**Stated goal:**
Put the lines below into a JSON list of strings, one string per line and no blank lines. Begin at the line that contains "Category: mottled brown plumage" and include every line through the end of the entries.

**Point placement records:**
# # # # # # #
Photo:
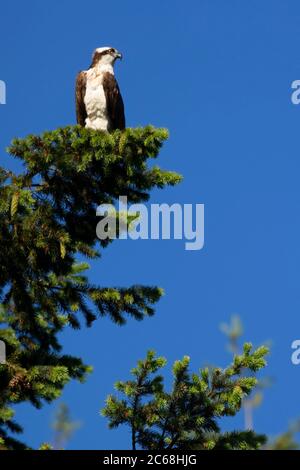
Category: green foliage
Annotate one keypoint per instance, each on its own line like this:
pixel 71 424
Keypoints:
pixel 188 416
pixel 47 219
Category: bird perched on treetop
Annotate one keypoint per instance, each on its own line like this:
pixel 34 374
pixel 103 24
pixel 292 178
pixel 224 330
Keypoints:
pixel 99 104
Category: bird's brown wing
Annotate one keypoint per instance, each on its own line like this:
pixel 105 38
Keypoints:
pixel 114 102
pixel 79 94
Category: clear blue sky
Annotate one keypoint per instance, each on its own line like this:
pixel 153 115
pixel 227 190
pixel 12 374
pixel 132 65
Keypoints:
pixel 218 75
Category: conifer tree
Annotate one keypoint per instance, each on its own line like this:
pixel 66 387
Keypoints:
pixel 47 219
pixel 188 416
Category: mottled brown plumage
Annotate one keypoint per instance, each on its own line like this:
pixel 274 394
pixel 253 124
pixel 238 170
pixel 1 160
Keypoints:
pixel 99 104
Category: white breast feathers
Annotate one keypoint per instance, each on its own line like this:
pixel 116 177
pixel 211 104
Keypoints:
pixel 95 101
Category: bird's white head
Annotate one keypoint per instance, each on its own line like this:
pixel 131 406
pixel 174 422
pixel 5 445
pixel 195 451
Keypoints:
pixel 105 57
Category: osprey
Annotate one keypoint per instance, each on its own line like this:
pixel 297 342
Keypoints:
# # # # # # #
**Completed exercise:**
[
  "Category: mottled brown plumage",
  "Annotate one keypoint per instance, each on its own line like this:",
  "pixel 274 394",
  "pixel 253 124",
  "pixel 238 170",
  "pixel 1 160",
  "Keypoints:",
  "pixel 99 104",
  "Category: white breast feathers",
  "Annotate one keypoint per instance, each on its own line like this:",
  "pixel 116 177",
  "pixel 211 104",
  "Keypoints:",
  "pixel 95 101",
  "Category: bird's white head",
  "Annotate one keypoint per instance, each on its own line like this:",
  "pixel 131 406",
  "pixel 174 422",
  "pixel 5 445",
  "pixel 195 451",
  "Keypoints:",
  "pixel 105 57",
  "Category: osprey",
  "Annotate one keypoint per instance, each on its own line like this:",
  "pixel 297 342",
  "Keypoints:"
]